TEXT BLOCK —

The group is killed on any of:

- A bounded run hitting `:timeout_ms`.
- An early halt of a `Forcola.Stream.lines/2` stream.
- Termination of a `Forcola.Daemon` GenServer, including supervisor shutdown
  and owner crash.
- A `Forcola.Duplex.close/1` call, or death of the session's owner.
- BEAM death, including `kill -9` of the VM.

## Mandatory timeout on bounded runs

`Forcola.run/2` and `Forcola.Stream.lines/2` require `:timeout_ms`. There is no
default and no way to opt out: a bounded run without a bound is the leak this
library exists to close. On expiry the group is killed and the caller receives
`{:error, {:timeout, partial_result}}` (or, for a stream, a raised
`Forcola.Stream.Error`) carrying output captured so far.

`:timeout_ms` bounds the whole run, not the gap between lines. An idle-timeout
option for `Forcola.Stream.lines/2` is tracked in
[#33](https://github.com/joshrotenberg/forcola/issues/33).

`Forcola.Daemon` and `Forcola.Duplex` take no `:timeout_ms`; passing one raises
`ArgumentError`. Their bound is the supervisor and the owner process
respectively.

## BEAM death as stdin EOF

The shim is a port program, a separate OS process, not a NIF. The BEAM holds
the write end of the shim's stdin pipe. When the BEAM dies, that pipe closes,
and the shim reads EOF on stdin. The shim treats stdin EOF as the signal to
kill the group and exit.

INFORMATION SHOWN —

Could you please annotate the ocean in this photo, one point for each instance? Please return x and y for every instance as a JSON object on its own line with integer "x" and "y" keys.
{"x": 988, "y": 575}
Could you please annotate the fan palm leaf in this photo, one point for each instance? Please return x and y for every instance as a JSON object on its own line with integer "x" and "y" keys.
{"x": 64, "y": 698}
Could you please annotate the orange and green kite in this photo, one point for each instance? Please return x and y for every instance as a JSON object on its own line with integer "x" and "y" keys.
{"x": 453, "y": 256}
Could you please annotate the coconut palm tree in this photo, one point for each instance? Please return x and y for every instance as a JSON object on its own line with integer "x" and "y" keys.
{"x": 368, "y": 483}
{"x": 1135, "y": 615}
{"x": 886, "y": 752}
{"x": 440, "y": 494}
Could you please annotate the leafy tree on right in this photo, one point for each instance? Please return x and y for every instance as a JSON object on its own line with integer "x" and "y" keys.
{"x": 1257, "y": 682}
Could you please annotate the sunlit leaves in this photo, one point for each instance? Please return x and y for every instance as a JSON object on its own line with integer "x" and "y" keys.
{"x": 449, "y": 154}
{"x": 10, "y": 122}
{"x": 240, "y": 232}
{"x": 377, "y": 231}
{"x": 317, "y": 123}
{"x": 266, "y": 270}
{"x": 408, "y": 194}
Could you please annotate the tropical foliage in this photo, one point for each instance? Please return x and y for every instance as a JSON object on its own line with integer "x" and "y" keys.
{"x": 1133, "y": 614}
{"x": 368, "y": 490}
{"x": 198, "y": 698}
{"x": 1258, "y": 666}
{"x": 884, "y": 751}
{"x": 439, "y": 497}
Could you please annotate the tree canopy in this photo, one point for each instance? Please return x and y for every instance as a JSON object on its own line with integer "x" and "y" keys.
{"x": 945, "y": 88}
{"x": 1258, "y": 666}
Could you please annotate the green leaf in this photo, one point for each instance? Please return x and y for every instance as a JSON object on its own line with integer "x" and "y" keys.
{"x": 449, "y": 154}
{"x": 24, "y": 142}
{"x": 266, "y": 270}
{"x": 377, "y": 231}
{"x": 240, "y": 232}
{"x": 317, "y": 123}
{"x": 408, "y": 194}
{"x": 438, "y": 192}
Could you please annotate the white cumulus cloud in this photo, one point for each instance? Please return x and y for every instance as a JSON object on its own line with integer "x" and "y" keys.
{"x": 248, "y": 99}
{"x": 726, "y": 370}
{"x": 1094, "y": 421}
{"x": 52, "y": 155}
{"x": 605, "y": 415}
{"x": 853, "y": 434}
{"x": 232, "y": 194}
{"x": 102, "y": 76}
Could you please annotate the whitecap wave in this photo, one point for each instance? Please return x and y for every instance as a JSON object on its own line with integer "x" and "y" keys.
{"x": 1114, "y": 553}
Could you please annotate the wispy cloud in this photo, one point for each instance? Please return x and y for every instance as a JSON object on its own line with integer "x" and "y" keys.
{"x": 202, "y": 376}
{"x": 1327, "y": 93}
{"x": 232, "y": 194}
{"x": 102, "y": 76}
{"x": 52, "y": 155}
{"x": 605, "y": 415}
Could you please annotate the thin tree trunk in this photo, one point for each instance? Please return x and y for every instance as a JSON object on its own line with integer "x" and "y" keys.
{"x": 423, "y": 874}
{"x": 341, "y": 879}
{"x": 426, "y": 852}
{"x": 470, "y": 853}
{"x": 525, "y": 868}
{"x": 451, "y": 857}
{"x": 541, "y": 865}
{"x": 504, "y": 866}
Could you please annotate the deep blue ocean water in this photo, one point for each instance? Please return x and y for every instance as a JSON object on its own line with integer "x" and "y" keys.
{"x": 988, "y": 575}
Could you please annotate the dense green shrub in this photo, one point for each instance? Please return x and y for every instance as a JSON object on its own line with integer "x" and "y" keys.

WHAT TO DO — Reproduce the Forcola timeout and process-group text above word for word, in full.

SOLUTION —
The group is killed on any of:

- A bounded run hitting `:timeout_ms`.
- An early halt of a `Forcola.Stream.lines/2` stream.
- Termination of a `Forcola.Daemon` GenServer, including supervisor shutdown
  and owner crash.
- A `Forcola.Duplex.close/1` call, or death of the session's owner.
- BEAM death, including `kill -9` of the VM.

## Mandatory timeout on bounded runs

`Forcola.run/2` and `Forcola.Stream.lines/2` require `:timeout_ms`. There is no
default and no way to opt out: a bounded run without a bound is the leak this
library exists to close. On expiry the group is killed and the caller receives
`{:error, {:timeout, partial_result}}` (or, for a stream, a raised
`Forcola.Stream.Error`) carrying output captured so far.

`:timeout_ms` bounds the whole run, not the gap between lines. An idle-timeout
option for `Forcola.Stream.lines/2` is tracked in
[#33](https://github.com/joshrotenberg/forcola/issues/33).

`Forcola.Daemon` and `Forcola.Duplex` take no `:timeout_ms`; passing one raises
`ArgumentError`. Their bound is the supervisor and the owner process
respectively.

## BEAM death as stdin EOF

The shim is a port program, a separate OS process, not a NIF. The BEAM holds
the write end of the shim's stdin pipe. When the BEAM dies, that pipe closes,
and the shim reads EOF on stdin. The shim treats stdin EOF as the signal to
kill the group and exit.